_Exercise_
Copy every line again, request text included, from the start of the rows through the line with "[[0, 106, 7, 122]]". In each answer, offset every bounding-box coordinate by -139.

_Stored dataset rows_
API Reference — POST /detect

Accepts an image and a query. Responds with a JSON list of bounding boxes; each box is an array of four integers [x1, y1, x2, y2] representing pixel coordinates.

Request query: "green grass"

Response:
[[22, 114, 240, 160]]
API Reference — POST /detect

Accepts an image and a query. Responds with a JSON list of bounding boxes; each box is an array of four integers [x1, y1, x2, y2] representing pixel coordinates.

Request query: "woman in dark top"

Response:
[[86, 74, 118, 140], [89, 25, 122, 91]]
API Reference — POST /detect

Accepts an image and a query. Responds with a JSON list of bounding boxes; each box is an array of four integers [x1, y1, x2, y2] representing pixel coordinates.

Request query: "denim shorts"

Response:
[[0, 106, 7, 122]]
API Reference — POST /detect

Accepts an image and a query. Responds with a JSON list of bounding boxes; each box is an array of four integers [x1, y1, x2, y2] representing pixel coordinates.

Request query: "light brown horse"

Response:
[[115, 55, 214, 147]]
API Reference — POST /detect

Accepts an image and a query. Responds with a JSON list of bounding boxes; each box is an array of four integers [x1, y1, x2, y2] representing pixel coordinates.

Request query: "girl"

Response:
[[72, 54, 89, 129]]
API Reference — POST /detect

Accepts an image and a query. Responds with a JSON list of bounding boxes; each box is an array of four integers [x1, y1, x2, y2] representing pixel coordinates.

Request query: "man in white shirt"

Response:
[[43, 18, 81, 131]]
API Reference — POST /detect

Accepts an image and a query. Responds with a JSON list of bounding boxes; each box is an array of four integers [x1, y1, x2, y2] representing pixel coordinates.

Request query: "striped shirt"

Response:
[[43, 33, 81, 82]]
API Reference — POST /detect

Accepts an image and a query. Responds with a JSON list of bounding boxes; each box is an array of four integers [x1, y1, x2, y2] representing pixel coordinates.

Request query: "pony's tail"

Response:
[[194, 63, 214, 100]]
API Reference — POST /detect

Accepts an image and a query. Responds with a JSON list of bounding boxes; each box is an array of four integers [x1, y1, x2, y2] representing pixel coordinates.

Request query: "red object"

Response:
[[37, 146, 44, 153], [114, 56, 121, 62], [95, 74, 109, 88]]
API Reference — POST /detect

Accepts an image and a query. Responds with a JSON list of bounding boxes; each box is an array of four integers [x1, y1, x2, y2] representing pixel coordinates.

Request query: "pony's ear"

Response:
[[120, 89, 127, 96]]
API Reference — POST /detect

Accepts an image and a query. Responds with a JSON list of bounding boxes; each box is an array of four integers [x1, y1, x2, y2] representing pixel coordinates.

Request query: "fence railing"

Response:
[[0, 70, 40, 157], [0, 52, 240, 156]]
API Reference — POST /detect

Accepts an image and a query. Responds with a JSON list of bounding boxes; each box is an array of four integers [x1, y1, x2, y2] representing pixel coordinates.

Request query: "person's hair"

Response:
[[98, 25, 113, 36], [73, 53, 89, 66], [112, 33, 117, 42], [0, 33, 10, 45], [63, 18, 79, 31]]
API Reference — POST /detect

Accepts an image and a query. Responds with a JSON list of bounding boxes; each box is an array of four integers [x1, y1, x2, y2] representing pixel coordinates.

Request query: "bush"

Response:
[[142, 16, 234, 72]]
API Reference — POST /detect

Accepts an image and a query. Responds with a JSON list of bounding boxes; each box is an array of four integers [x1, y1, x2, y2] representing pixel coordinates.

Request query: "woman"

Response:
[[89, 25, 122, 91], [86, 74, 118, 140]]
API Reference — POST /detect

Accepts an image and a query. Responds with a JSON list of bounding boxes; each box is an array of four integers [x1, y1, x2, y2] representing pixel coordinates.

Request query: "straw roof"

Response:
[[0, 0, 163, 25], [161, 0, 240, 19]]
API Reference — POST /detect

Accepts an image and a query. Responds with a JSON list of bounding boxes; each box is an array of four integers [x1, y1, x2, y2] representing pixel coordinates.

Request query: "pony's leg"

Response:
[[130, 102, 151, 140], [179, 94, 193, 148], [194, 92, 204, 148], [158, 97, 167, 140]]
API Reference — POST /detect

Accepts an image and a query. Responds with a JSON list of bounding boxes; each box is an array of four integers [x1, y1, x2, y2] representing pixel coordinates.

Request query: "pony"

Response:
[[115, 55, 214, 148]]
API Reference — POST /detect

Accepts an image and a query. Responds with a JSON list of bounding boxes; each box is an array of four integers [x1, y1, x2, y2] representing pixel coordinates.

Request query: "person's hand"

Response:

_Written reply_
API Reference — POST /detect

Accepts an image and a query. Responds with a JSON list of bounding boxes; each box is an array of four integers [x1, y1, x2, y2] representing pixel coordinates.

Request query: "green grass"

Response:
[[-117, -25, 101, 21]]
API Reference — POST /detect

Accepts an image and a query. Responds with a JSON list of bounding boxes; each box is an array of four integers [x1, y1, x2, y2] representing pixel coordinates.

Request query: "woman in dark top"

Response:
[[-53, -65, -21, 1], [-50, -114, -17, -48]]
API Reference — POST /detect

Accepts an image and a query. Responds with a JSON list of bounding boxes; each box is an array of four integers [x1, y1, x2, y2] representing pixel coordinates.

Request query: "denim shorts"

Response:
[[-139, -33, -132, -17]]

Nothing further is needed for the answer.